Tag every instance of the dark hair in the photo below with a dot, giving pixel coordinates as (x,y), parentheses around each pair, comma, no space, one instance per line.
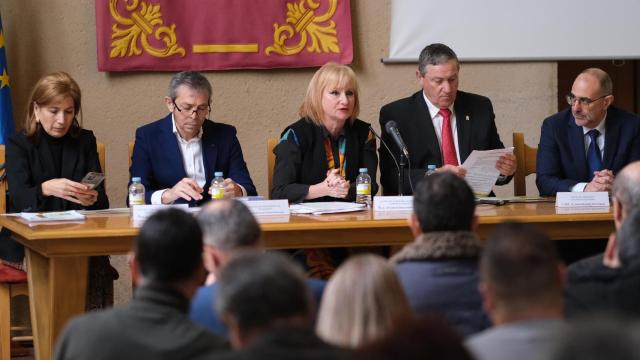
(192,79)
(423,337)
(520,265)
(169,246)
(229,225)
(435,54)
(444,202)
(259,288)
(629,238)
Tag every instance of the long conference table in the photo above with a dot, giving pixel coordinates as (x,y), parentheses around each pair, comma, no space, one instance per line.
(57,255)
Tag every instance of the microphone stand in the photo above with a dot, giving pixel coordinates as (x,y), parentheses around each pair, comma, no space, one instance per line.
(401,173)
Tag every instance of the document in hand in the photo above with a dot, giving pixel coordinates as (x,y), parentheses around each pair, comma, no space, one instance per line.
(481,169)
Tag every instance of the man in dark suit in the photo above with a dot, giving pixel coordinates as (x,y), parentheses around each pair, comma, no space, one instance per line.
(568,157)
(176,157)
(440,125)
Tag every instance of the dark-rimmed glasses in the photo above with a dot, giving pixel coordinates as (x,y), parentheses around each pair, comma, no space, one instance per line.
(198,111)
(571,99)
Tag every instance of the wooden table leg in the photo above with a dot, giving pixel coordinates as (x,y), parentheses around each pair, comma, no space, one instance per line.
(57,292)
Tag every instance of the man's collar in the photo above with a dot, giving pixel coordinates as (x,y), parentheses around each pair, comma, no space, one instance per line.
(175,130)
(433,110)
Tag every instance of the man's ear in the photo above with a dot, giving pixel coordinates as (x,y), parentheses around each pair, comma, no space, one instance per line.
(414,225)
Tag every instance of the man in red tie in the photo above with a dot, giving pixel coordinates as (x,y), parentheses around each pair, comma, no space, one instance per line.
(440,125)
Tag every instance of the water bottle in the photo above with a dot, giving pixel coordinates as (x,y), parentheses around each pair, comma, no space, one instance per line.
(431,169)
(363,187)
(136,192)
(216,190)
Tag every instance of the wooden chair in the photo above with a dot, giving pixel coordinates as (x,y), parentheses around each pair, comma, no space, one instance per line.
(13,283)
(526,157)
(271,162)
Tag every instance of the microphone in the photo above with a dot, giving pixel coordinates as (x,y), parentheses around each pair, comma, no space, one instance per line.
(392,129)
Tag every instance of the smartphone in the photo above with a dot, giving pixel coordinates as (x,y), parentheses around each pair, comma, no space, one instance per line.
(92,179)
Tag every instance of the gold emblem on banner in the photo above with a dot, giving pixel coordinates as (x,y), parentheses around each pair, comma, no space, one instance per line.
(302,21)
(145,21)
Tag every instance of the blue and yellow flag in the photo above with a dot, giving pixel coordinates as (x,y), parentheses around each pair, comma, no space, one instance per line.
(7,126)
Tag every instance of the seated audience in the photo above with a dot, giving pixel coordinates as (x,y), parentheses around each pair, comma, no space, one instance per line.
(439,269)
(607,282)
(423,337)
(362,302)
(583,147)
(229,228)
(521,285)
(268,308)
(167,267)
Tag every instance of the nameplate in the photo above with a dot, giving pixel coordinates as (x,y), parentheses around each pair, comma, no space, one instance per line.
(393,203)
(582,199)
(140,213)
(267,207)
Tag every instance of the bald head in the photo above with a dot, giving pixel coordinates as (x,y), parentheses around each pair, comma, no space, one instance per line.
(626,188)
(229,225)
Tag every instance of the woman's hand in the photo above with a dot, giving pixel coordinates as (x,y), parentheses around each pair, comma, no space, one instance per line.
(70,191)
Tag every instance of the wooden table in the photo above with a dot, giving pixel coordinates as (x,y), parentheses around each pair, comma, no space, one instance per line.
(57,255)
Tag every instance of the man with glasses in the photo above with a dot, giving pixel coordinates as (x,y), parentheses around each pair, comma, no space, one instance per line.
(176,157)
(583,147)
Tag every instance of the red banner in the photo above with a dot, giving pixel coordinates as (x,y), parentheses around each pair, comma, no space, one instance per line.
(176,35)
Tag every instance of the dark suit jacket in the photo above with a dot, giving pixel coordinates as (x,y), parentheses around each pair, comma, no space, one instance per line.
(475,122)
(562,160)
(157,158)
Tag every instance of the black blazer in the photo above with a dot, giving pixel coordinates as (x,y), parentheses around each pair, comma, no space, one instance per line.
(475,122)
(29,164)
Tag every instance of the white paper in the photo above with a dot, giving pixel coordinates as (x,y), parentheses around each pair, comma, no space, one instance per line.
(267,207)
(582,199)
(318,208)
(52,216)
(393,203)
(481,169)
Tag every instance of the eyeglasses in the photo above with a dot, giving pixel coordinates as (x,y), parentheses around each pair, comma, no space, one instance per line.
(571,99)
(201,110)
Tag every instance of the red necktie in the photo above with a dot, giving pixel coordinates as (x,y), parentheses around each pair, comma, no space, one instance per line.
(448,147)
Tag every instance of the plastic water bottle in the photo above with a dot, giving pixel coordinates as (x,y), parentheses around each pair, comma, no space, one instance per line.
(216,190)
(431,169)
(136,192)
(363,187)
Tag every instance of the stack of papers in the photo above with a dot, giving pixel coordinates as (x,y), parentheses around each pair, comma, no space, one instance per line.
(325,208)
(53,216)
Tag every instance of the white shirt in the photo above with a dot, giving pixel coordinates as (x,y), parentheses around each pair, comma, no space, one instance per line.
(579,187)
(437,120)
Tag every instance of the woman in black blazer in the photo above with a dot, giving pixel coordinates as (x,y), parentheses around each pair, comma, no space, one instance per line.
(45,164)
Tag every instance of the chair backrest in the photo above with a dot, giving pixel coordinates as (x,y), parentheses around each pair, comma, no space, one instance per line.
(271,162)
(101,157)
(526,157)
(131,144)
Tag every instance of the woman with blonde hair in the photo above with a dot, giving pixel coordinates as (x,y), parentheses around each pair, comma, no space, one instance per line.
(319,156)
(361,303)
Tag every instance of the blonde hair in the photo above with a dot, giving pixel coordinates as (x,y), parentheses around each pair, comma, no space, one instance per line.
(48,89)
(330,74)
(362,302)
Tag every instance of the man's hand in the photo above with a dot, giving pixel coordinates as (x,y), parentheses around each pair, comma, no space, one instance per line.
(231,189)
(602,181)
(457,170)
(186,188)
(507,164)
(70,191)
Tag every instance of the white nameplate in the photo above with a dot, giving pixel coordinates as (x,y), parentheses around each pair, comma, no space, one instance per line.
(582,199)
(142,212)
(267,207)
(393,203)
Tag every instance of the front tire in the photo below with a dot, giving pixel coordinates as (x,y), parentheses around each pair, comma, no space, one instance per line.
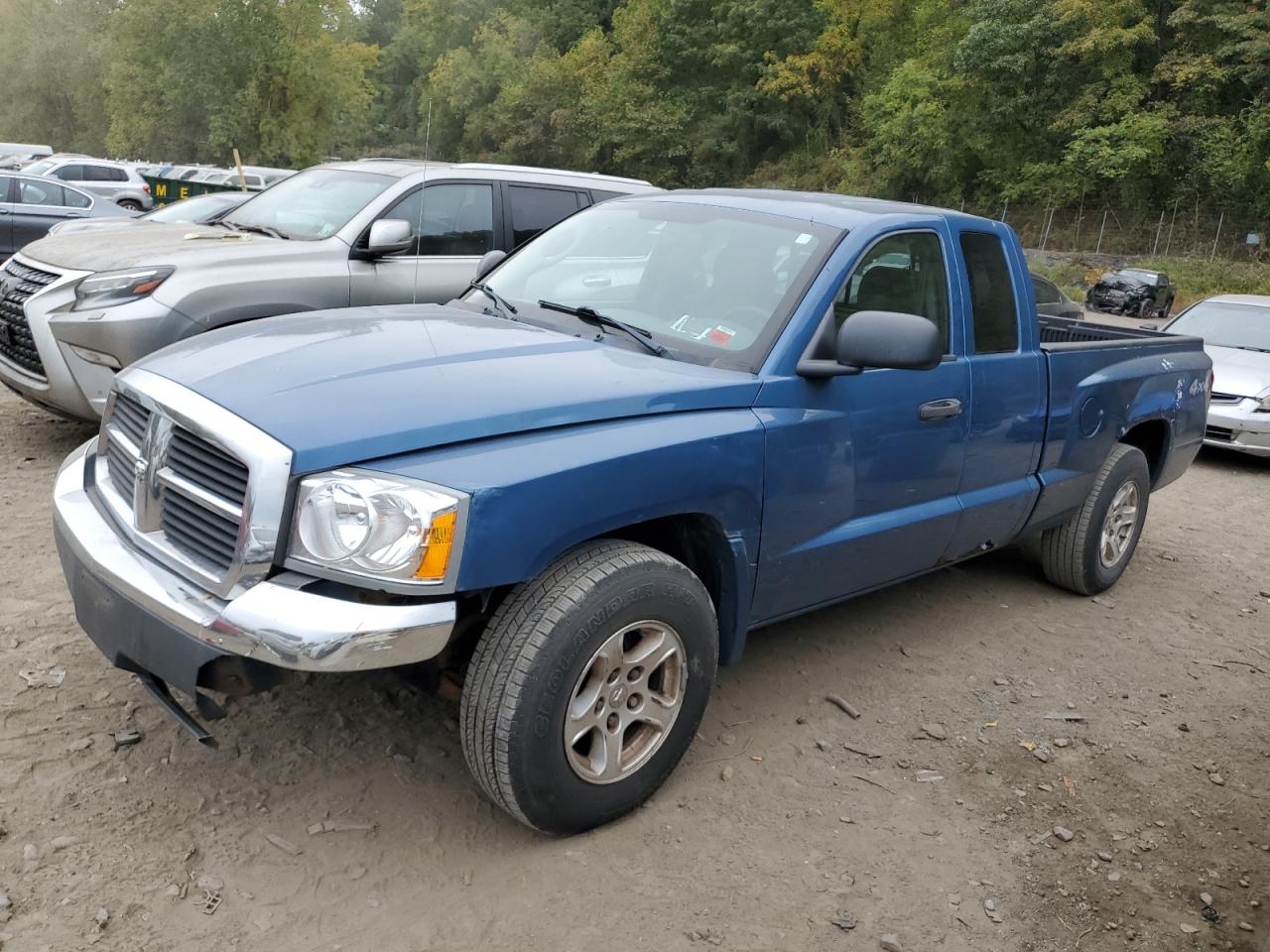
(1089,551)
(588,684)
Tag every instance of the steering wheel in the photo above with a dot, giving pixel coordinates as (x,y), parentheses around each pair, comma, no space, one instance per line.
(740,315)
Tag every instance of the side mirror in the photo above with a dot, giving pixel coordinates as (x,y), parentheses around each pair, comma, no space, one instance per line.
(903,341)
(489,261)
(390,235)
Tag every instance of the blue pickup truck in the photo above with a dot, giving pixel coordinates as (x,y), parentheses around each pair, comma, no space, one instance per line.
(659,425)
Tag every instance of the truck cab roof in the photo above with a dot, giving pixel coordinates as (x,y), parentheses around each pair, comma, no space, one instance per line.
(826,207)
(405,168)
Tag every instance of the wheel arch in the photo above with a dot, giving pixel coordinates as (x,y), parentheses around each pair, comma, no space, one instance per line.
(699,540)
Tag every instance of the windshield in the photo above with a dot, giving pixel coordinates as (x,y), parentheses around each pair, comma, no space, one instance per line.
(313,204)
(1138,275)
(1227,324)
(710,285)
(190,209)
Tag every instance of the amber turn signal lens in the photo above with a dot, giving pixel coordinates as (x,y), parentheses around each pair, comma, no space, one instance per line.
(441,540)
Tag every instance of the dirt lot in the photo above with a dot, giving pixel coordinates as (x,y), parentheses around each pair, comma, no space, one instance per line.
(770,833)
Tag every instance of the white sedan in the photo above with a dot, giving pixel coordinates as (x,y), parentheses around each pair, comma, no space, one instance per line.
(1236,330)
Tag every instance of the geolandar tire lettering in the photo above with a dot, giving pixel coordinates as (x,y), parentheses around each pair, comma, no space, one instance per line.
(588,684)
(1089,551)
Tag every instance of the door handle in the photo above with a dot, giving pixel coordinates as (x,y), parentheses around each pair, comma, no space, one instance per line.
(940,409)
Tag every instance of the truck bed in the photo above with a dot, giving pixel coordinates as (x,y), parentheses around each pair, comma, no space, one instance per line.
-- -- --
__Problem__: Reply with the lines from the one that contains "Tag every instance of the white sedan" through the last line of the material above, copied exactly and nothing else.

__Task response__:
Tag every instance of the white sedan in the photo above with a dot, giving pixel coordinates as (x,y), parentheses around each pair, comma, no space, one instance per line.
(1236,330)
Tag every instance of the geolandar tire lettering in the photo above with a dot, giving pixel coordinates as (x,y), parentheses around each pair, comma, no space, one instance per line.
(588,684)
(1089,551)
Tag every instance of the door handle in the photo above with a dot, giving pixel coordinates as (x,y), parentheses around each pair, comma, no space, one instance per line.
(940,409)
Tag every instance of the truck bed in the photo above with a dot, giving pixel coordinates as (x,y), parentheses around each pair, comma, no space, one instance per line.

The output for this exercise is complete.